Provided records:

_ _ _ _ _ _ _

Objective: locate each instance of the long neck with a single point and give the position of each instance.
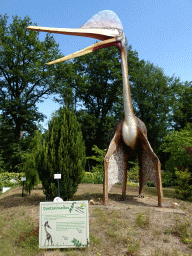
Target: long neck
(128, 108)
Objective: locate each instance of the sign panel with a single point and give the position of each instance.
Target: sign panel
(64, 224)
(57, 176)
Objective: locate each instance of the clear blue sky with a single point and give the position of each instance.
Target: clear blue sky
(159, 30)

_ _ _ _ _ _ _

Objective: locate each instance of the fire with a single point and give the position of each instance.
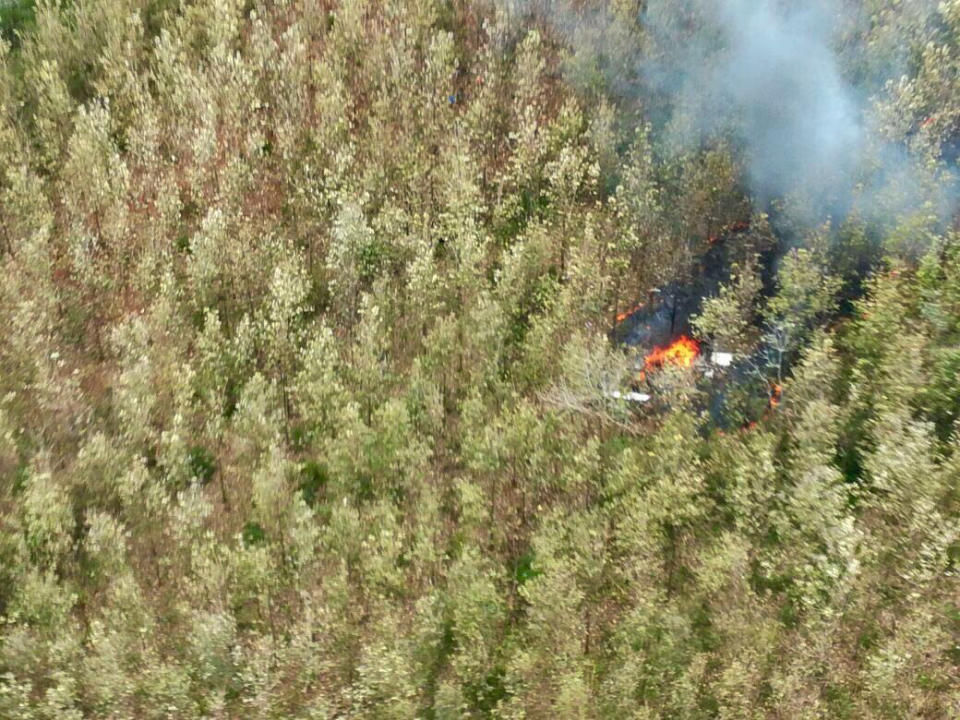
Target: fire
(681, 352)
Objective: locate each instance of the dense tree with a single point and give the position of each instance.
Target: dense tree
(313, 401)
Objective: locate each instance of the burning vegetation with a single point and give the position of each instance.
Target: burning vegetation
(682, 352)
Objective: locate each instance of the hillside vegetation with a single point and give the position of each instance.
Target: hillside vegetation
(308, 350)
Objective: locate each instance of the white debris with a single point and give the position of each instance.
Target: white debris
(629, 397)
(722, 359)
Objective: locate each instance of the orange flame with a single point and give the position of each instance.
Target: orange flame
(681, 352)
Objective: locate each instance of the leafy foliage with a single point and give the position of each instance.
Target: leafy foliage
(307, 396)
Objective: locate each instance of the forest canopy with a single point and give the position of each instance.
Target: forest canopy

_ _ _ _ _ _ _

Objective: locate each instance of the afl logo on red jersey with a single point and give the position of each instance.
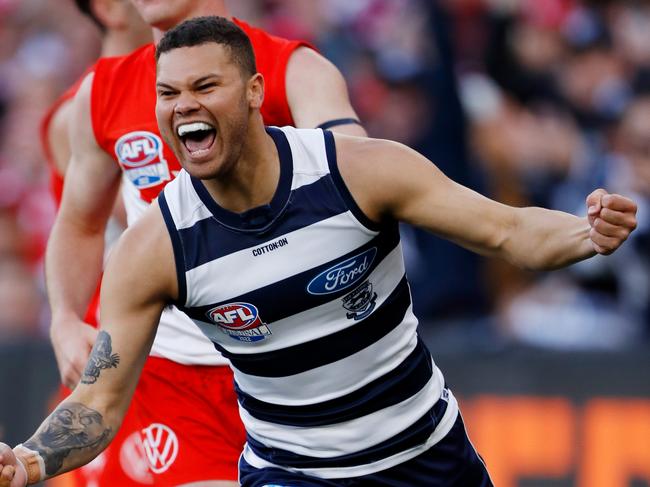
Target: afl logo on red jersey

_ _ _ _ _ _ _

All lines from the listing above that include "position" should be shown.

Objective: locate each instance of the long neck with a single point and give the position of each instance.
Objective: locate each instance of the sign panel with a single point and give the position of each instance.
Objective: locate each instance of the clear blue sky with a single point and give the position of each instance.
Objective: locate each instance of the fire with a single point and give the position of each instance.
Objective: locate each instance of the dense tree with a single point and give the position of each instance.
Objective: locate each instance of the burning vegetation with a single point and give the position of each instance.
Objective: locate each instance of the hillside vegetation with a single point and give the position of each instance.
Objective: locate each instance of the white debris with a single point and give the position of each instance.
Objective: locate each instance of the orange flame with a single point and give the position of each instance.
Objective: locate each instance of the leafy foliage with a single point and give the position of each instance.
Objective: locate each instance of the forest canopy with a single point and give the position of each instance.
Objective: locate each instance of the afl logo on red jersey with a single point and give the position of each instance.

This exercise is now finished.